Recorded information
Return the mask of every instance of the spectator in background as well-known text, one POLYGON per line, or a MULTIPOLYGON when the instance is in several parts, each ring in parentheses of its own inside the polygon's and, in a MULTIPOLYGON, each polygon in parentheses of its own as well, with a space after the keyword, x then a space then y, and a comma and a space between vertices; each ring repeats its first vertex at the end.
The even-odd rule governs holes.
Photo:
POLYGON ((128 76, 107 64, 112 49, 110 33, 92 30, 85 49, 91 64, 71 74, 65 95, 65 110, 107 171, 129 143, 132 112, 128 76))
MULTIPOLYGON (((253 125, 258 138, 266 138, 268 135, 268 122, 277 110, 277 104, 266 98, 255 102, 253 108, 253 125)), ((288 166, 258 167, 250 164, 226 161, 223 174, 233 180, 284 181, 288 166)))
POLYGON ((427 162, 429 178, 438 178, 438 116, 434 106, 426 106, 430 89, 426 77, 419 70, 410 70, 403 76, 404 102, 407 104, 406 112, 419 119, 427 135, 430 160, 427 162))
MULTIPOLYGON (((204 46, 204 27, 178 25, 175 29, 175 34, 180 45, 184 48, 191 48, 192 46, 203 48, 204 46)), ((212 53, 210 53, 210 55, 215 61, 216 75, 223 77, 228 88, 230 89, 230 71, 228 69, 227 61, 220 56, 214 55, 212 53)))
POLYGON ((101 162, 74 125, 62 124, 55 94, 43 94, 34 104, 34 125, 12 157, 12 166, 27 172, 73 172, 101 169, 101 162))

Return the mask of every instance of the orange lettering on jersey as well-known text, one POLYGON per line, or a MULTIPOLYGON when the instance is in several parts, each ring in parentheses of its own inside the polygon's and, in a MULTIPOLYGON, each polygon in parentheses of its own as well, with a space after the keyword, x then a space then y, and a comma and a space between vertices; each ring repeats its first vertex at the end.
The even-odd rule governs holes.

...

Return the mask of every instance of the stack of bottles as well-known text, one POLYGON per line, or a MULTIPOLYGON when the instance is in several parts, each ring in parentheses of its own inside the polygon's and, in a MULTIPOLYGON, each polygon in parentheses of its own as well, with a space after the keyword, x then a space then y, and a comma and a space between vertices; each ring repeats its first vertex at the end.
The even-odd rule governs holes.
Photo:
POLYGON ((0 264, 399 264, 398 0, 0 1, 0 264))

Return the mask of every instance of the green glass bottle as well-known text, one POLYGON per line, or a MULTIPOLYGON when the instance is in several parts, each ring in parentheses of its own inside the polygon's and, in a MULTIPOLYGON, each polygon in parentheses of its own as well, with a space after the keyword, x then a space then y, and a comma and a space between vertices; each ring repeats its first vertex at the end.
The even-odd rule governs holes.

--

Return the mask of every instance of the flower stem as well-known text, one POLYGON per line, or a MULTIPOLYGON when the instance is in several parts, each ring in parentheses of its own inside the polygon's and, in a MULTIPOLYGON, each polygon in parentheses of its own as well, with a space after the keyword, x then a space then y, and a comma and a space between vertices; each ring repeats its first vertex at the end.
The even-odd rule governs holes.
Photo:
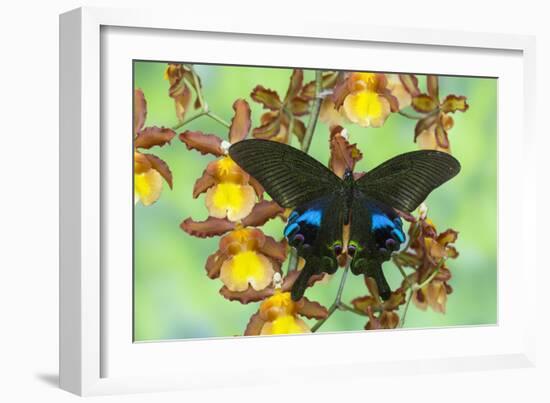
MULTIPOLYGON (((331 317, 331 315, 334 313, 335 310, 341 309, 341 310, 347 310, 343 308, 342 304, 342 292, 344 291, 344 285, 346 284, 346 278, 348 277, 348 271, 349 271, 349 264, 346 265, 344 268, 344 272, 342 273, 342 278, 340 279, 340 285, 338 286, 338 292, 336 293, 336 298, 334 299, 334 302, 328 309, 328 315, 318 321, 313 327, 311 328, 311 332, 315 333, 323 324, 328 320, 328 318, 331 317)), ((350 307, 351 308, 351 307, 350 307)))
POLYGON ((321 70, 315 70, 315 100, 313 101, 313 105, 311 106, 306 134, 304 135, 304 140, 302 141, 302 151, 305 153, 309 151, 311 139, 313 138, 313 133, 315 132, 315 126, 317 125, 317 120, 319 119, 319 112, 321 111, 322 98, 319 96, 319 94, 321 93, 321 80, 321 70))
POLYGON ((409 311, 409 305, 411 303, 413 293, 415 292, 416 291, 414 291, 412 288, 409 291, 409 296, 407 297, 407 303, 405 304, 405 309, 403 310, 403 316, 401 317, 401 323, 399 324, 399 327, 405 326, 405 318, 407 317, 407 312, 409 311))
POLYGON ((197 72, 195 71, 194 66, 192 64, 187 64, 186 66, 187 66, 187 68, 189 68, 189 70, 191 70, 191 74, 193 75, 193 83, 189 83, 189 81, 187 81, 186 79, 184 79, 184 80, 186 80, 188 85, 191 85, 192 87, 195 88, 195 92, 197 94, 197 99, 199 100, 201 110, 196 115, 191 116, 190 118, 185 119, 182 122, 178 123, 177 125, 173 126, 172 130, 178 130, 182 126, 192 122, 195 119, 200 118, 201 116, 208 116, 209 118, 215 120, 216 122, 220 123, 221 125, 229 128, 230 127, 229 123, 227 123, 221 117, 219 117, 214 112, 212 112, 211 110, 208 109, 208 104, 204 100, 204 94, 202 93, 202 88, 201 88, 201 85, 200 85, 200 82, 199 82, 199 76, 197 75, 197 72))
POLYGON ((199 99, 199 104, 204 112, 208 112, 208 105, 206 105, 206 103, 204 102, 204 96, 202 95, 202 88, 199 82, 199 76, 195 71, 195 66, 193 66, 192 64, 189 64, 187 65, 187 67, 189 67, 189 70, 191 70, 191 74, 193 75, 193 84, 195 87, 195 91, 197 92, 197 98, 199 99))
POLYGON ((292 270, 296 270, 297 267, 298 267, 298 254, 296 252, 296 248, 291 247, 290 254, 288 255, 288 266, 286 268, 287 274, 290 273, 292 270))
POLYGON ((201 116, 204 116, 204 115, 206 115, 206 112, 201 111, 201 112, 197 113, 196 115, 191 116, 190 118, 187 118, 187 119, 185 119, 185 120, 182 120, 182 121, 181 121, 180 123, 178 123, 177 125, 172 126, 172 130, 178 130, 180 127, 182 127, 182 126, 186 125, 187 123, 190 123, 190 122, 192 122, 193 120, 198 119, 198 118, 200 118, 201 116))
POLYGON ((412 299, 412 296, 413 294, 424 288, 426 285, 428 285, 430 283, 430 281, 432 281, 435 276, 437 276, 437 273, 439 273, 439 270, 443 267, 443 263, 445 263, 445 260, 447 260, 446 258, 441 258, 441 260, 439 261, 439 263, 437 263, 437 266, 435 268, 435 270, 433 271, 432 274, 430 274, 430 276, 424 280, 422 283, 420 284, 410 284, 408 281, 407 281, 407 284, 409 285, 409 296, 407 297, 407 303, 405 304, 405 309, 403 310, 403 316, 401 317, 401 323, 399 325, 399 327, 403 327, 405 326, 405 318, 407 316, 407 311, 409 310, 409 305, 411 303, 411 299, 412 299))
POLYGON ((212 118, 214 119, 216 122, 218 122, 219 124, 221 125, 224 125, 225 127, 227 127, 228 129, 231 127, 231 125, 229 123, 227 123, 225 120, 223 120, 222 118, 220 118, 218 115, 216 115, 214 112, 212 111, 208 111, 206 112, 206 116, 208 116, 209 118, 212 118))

What this task involves
Rewrite the lines between the one holding "Return the mask of every instance of the stack" and the one holding "POLYGON ((0 264, 399 264, 398 0, 0 1, 0 264))", inclusive, with "well-known text" swapped for "WKT" and nothing else changed.

Problem solution
Return the mask of every instance of the stack of bottles as WKT, one POLYGON per line, or a MULTIPOLYGON when the instance is in several parts, each ring in parentheses of its own inside the polygon's and, in a MULTIPOLYGON, each polygon in parentheses of its own as well, with a space after the keyword, x then a space then y, and a comma and a space between vertices; each ring repeats its first vertex at the end.
The even-odd rule governs holes.
Photo:
POLYGON ((0 264, 399 264, 398 0, 0 1, 0 264))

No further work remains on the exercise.